- **Document extract**:
I sort of fixed this with the following approach, but I can't imagine this is the easiest approach:

# Plot percentage of occupation per income class
grouped = df.groupby(['income'], sort=False)
occupation_counts = grouped['occupation'].value_counts(normalize=True, sort=False)

occupation_data = [
    {'occupation': occupation, 'income': income, 'percentage': percentage*100} for 
    (income, occupation), percentage in dict(occupation_counts).items()
]

df_occupation = pd.DataFrame(occupation_data)

p = sns.barplot(x="occupation", y="percentage", hue="income", data=df_occupation)
_ = plt.setp(p.get_xticklabels(), rotation=90)  # Rotate labels

Result:

Percentage plot with seaborn

I'm using the well known adult data set from the UCI machine learning repository. The pandas dataframe is created like this:

# Read the adult dataset
df = pd.read_csv(
    "data/adult.data",
    engine='c',
    lineterminator='\n',

    names=['age', 'workclass', 'fnlwgt', 'education', 'education_num',
           'marital_status', 'occupation', 'relationship', 'race', 'sex',
           'capital_gain', 'capital_loss', 'hours_per_week',
           'native_country', 'income'],
    header=None,
    skipinitialspace=True,
    na_values="?"
)

This question is sort of related, but does not make use of the hue parameter. And in my case I cannot just change the labels on the y-axis, because the height of the bar must depend on the group.

- **Task requirements**:
- a) Retype the excerpt on plotting occupation percentages by income, starting at "# Plot percentage" and ending at "percentage in dict(occupation_counts).items()".
- b) Extend the excerpt on plotting occupation percentages by income, picking up after its final sentence.
The data placed after this excerpt have no connection to it.

- **Supplied information**:
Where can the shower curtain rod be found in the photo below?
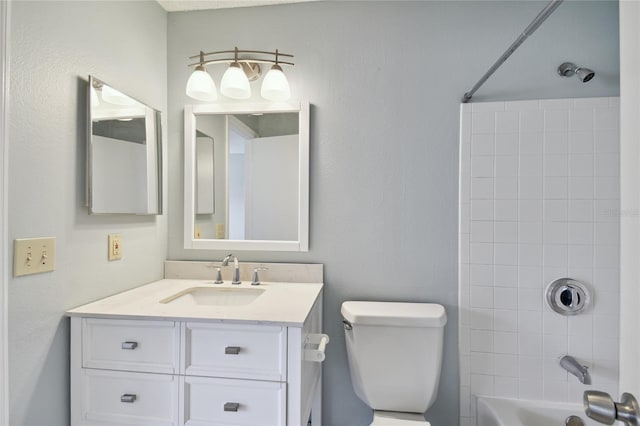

- **Results in order**:
- a)
# Plot percentage of occupation per income class
grouped = df.groupby(['income'], sort=False)
occupation_counts = grouped['occupation'].value_counts(normalize=True, sort=False)

occupation_data = [
    {'occupation': occupation, 'income': income, 'percentage': percentage*100} for 
    (income, occupation), percentage in dict(occupation_counts).items()

- b)
Answers

I might be confused. The difference between your output and the output of

occupation_counts = (df.groupby(['income'])['occupation']
                     .value_counts(normalize=True)
                     .rename('percentage')
                     .mul(100)
                     .reset_index()
                     .sort_values('occupation'))
p = sns.barplot(x="occupation", y="percentage", hue="income", data=occupation_counts)
_ = plt.setp(p.get_xticklabels(), rotation=90)  # Rotate labels

is, it seems to me, only the order of the columns.

enter image description here

And you seem to care about that, since you pass sort=False. But then, in your code the order is determined uniquely by chance (and the order in which the dictionary is iterated even changes from run to run with Python 3.5).